[Point annotation records]
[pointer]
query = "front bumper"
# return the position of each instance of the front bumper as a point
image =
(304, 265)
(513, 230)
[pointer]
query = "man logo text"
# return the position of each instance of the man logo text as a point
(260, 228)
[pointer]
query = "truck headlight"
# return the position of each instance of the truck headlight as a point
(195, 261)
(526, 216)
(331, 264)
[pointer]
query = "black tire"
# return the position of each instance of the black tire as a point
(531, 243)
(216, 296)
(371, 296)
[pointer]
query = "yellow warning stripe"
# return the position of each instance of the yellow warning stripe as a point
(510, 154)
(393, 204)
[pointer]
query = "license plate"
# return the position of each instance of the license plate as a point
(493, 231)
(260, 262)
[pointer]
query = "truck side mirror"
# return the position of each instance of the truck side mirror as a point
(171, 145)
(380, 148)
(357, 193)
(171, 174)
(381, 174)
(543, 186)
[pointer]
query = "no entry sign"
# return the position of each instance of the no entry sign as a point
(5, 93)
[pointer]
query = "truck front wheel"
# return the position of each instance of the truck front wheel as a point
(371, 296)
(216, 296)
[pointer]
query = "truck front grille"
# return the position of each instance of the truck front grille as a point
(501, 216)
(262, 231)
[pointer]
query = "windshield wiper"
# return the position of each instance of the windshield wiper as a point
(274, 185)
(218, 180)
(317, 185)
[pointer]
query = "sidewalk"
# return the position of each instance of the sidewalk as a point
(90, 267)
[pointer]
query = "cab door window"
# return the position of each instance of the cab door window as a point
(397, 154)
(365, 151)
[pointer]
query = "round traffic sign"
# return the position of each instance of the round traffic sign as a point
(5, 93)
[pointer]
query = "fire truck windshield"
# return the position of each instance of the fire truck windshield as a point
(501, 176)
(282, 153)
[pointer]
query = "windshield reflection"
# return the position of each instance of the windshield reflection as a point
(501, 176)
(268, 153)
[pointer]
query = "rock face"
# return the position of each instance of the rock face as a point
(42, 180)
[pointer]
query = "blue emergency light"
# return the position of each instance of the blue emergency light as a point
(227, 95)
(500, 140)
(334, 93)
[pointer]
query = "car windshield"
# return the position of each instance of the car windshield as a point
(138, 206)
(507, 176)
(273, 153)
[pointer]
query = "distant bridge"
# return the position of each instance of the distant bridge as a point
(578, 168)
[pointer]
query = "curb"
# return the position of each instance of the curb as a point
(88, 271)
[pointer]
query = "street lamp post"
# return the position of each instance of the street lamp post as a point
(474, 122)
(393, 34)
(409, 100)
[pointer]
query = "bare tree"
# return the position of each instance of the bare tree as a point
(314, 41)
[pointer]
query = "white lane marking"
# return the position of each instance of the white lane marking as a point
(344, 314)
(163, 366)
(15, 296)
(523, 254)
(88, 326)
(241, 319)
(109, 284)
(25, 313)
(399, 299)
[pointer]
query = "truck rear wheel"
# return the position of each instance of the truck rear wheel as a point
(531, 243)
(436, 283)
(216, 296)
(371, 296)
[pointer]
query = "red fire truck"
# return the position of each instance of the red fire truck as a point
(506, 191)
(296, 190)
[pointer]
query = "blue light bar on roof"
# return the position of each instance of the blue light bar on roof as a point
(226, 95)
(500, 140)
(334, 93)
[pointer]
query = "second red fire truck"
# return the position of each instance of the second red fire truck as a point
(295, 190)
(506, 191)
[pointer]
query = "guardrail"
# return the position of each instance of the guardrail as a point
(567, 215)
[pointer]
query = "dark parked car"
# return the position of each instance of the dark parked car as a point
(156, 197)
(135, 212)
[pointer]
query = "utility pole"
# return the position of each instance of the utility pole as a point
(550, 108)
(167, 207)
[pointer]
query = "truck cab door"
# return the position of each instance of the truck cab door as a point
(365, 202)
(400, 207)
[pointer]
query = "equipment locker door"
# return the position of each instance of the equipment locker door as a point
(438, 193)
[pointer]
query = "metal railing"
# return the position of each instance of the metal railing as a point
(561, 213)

==

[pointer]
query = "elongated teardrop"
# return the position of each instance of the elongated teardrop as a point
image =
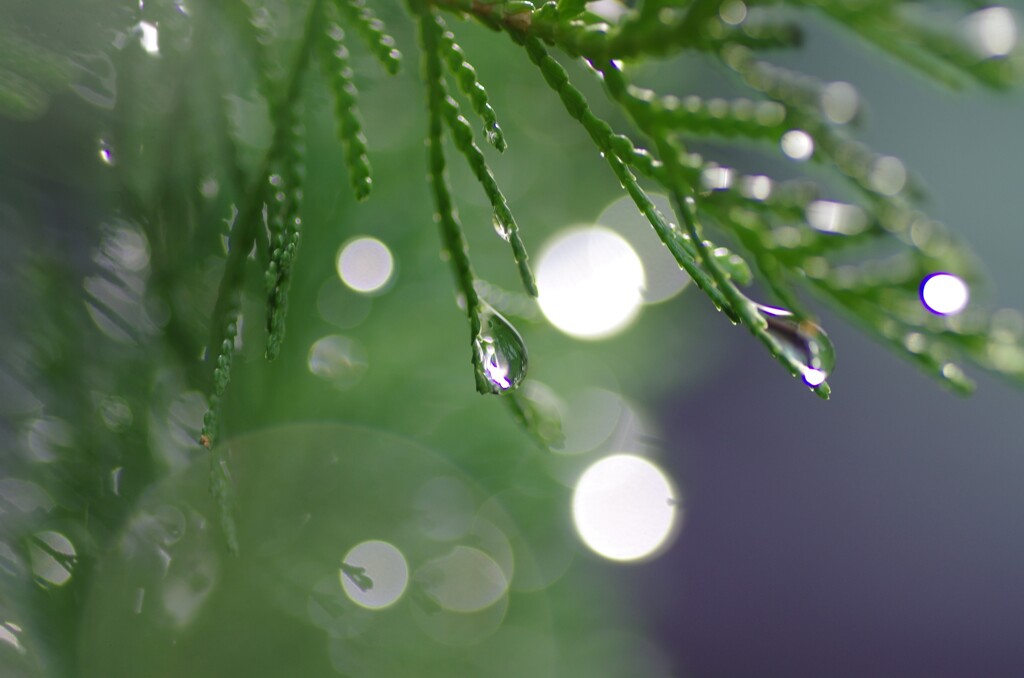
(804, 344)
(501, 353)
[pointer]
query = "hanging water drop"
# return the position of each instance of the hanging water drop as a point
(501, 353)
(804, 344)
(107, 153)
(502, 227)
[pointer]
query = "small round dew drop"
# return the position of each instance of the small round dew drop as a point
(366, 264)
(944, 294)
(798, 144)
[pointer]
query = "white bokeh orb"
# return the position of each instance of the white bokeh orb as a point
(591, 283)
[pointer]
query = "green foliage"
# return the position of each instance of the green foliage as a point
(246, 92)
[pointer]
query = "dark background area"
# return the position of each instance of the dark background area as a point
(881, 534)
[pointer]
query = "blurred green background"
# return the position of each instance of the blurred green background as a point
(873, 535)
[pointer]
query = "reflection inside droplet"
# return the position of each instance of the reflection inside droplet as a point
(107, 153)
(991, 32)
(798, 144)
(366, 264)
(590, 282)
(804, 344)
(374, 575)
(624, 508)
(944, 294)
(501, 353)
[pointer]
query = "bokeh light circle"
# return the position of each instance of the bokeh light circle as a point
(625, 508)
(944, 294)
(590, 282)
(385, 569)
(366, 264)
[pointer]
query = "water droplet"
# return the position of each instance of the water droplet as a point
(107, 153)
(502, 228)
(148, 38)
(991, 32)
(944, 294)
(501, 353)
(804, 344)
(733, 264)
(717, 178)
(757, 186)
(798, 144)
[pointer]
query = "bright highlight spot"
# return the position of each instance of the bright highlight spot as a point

---

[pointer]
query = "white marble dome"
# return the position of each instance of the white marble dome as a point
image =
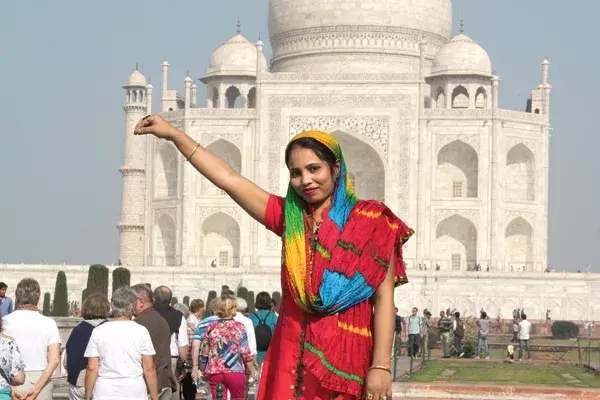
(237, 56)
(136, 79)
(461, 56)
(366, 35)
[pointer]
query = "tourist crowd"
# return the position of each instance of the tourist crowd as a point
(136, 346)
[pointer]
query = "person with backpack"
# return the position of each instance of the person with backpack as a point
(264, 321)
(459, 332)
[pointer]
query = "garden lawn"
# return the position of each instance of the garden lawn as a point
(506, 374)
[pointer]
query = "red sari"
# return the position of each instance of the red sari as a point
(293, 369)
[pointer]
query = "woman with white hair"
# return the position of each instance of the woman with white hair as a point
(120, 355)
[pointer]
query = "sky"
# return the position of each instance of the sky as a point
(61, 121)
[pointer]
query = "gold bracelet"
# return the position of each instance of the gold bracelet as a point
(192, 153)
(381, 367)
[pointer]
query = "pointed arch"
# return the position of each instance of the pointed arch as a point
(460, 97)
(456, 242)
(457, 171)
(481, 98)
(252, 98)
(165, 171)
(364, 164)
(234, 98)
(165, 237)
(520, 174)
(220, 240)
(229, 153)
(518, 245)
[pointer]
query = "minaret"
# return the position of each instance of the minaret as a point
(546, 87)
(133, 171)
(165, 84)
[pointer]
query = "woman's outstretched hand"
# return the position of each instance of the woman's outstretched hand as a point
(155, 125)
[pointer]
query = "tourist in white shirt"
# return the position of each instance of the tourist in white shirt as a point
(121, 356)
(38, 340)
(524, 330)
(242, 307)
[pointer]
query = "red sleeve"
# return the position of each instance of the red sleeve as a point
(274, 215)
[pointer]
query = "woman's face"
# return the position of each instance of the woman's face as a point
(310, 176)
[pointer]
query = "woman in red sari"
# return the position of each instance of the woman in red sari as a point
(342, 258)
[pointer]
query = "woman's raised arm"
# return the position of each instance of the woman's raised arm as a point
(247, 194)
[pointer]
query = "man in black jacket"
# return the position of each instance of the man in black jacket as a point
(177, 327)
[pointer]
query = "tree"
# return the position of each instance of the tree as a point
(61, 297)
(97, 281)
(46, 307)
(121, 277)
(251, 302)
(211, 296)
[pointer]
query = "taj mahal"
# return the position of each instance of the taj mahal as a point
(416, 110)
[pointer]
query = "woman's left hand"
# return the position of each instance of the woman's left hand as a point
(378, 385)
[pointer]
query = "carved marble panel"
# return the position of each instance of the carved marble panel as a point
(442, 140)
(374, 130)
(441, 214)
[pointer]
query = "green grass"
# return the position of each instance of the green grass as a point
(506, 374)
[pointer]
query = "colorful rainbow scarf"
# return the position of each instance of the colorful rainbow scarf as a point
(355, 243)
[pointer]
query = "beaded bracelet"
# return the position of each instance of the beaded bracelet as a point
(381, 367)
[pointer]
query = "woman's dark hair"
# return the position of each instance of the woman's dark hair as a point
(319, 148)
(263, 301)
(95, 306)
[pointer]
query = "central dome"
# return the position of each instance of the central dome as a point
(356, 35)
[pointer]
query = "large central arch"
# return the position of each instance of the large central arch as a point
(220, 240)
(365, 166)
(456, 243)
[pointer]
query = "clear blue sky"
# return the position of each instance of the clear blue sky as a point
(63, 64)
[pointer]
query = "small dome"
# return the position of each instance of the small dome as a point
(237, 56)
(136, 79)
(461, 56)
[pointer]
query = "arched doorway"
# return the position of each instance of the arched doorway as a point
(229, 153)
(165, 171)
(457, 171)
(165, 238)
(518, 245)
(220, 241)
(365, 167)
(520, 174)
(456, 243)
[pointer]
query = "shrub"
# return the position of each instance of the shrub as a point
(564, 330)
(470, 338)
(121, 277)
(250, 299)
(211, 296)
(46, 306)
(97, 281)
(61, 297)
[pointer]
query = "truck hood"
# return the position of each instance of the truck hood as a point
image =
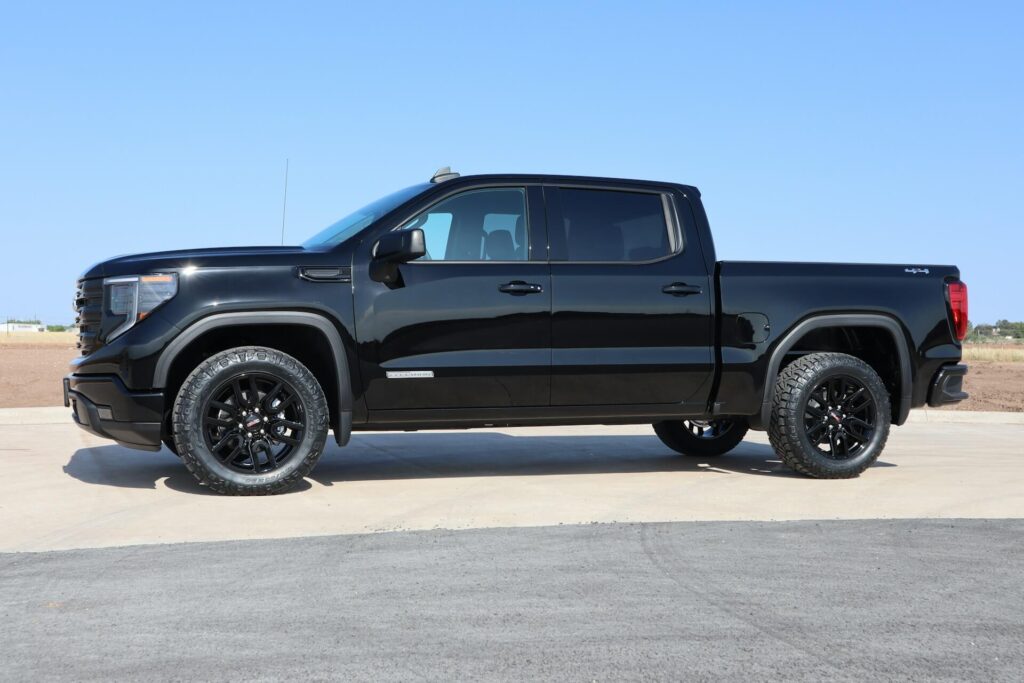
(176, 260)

__Your goal__: Count the lines in the listing above that contain the string "teardrop", matching case exactly. Give only the number.

__Complete answer__: 2